Work to complete: In the comments on time travel, what speed does the commenter who revises their remarks say is the best they could hope for?

Text for analysis:
_____
I already read this tomorrow.
I could get a spaceship, travel at the speed of light for 20 years and come back, and the earth would have aged 100 years, so I would have time-traveled into the future!
I could gather up all the winning lottery numbers and stock market quotes!
Not sure what I’d do with them, though.
God can see both ends of time and everything in between.....Hmmmmmmmm....
It is all explained in perfect detail in the Bible.
Genesis 1:1 “In the beginning, God created the heavens and the earth.
John 1:1-3 In the beginning was the Word, and the Word was with God, and the Word was God.
2 He was with God in the beginning.
3 Through him all things were made; without him nothing was made that has been made.
I revise and extend my remarks.
Apparently, the best I could hope for would be maybe 90% speed of light.
In which case, after a 20 year flight, the world would have aged maybe 40-some years.
And according to Al Gore, would have since become a flaming globe covered in water.
e=mc^2....Understand the words here, but WHERE is this happening? In Space? Where’d space come from?
Praise God! Someone else who uses the Bible for Truth...
There has to be time travelers visiting us from the future. How else would all the history revisionists get their ideas?
Or, maybe time travel is only a one-way trip. You can travel to the future, but traveling to the past is impossible.
See the time machine in Futurama as a case study.
_____
Data for analysis:
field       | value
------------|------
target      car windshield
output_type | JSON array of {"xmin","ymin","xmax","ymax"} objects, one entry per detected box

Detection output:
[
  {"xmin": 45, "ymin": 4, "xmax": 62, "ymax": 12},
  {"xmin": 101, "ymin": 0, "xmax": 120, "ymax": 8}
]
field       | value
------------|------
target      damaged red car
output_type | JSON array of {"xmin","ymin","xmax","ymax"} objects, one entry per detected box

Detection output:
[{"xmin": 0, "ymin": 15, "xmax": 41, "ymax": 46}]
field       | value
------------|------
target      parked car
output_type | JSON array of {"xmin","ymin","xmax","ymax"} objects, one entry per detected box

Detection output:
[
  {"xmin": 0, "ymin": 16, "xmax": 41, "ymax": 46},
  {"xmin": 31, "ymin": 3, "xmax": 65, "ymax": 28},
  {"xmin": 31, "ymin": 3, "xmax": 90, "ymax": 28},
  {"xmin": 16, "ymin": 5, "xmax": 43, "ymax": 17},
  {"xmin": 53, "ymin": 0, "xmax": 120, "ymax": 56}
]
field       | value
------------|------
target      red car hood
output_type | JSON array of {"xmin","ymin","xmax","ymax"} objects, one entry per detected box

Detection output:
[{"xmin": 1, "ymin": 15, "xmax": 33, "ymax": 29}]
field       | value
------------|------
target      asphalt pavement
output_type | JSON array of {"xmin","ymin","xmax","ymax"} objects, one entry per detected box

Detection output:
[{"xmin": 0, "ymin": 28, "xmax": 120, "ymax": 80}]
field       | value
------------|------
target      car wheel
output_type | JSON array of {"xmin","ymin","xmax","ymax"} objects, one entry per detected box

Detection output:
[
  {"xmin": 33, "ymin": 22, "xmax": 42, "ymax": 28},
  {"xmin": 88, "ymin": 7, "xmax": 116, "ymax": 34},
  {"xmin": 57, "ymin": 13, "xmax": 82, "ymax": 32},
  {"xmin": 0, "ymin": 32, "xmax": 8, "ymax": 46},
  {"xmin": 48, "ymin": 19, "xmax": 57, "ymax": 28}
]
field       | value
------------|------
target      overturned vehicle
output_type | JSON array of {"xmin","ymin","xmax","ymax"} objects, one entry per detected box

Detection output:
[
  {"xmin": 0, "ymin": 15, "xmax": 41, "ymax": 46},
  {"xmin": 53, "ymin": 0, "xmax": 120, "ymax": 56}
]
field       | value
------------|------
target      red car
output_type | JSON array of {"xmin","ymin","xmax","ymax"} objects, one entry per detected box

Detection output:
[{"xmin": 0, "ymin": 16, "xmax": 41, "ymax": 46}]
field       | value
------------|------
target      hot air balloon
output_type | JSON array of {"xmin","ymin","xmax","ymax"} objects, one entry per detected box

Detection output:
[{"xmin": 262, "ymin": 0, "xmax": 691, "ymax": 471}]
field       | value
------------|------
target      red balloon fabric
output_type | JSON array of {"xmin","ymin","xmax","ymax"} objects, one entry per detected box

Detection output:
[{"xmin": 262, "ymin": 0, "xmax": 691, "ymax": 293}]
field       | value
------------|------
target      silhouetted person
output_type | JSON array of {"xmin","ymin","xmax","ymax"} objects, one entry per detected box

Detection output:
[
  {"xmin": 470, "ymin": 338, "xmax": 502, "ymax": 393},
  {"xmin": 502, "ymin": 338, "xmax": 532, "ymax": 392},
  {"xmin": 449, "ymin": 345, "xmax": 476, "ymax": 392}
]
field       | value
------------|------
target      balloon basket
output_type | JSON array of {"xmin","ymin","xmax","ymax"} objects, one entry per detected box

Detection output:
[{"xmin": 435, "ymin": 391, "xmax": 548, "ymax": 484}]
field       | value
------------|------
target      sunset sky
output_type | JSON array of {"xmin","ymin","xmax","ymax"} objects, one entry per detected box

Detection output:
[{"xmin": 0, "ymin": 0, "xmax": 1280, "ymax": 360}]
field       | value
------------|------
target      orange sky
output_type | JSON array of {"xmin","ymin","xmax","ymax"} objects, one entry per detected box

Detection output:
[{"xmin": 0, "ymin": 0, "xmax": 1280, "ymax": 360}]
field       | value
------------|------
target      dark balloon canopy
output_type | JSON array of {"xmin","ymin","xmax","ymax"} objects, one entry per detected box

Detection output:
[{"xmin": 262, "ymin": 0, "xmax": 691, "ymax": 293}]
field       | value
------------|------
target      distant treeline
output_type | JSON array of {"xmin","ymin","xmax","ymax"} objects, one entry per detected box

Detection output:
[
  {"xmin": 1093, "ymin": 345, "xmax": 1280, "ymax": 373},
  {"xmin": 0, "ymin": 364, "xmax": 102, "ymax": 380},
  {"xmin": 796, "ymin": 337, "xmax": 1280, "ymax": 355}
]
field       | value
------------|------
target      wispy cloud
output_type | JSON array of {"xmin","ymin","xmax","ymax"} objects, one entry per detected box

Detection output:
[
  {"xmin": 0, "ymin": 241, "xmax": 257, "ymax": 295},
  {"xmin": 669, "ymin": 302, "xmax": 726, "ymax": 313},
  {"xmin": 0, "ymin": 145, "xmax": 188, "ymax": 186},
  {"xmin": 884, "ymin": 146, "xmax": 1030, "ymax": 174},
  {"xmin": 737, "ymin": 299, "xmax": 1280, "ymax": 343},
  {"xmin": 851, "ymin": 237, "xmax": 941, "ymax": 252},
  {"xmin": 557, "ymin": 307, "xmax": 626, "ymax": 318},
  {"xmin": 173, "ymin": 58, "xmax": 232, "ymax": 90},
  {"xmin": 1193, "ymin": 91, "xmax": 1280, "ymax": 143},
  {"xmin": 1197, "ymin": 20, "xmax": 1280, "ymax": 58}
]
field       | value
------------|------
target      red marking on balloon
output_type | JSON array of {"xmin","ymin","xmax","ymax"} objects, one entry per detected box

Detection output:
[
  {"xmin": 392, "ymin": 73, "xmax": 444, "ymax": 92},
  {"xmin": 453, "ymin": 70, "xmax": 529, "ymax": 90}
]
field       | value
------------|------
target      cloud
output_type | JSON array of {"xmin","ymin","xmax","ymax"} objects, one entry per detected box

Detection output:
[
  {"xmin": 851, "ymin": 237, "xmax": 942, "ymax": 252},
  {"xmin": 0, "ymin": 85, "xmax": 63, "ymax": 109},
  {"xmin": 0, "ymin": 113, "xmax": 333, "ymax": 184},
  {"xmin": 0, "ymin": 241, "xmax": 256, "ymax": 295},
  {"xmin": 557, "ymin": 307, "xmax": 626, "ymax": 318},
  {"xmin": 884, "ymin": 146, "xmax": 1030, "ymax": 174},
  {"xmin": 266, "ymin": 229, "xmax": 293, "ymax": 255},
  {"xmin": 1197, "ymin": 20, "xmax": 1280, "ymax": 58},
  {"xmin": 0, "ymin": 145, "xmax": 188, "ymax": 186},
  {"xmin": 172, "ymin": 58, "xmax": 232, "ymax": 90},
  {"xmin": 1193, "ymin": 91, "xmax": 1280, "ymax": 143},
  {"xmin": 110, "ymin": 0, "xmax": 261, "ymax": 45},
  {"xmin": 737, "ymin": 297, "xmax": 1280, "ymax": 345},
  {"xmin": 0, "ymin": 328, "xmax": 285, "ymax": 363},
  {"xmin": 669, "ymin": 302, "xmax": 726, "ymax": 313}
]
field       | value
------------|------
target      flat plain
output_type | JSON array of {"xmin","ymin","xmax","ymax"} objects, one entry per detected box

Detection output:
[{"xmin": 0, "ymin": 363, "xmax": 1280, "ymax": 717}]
_____
Response to this task: Maybe 90% of the speed of light.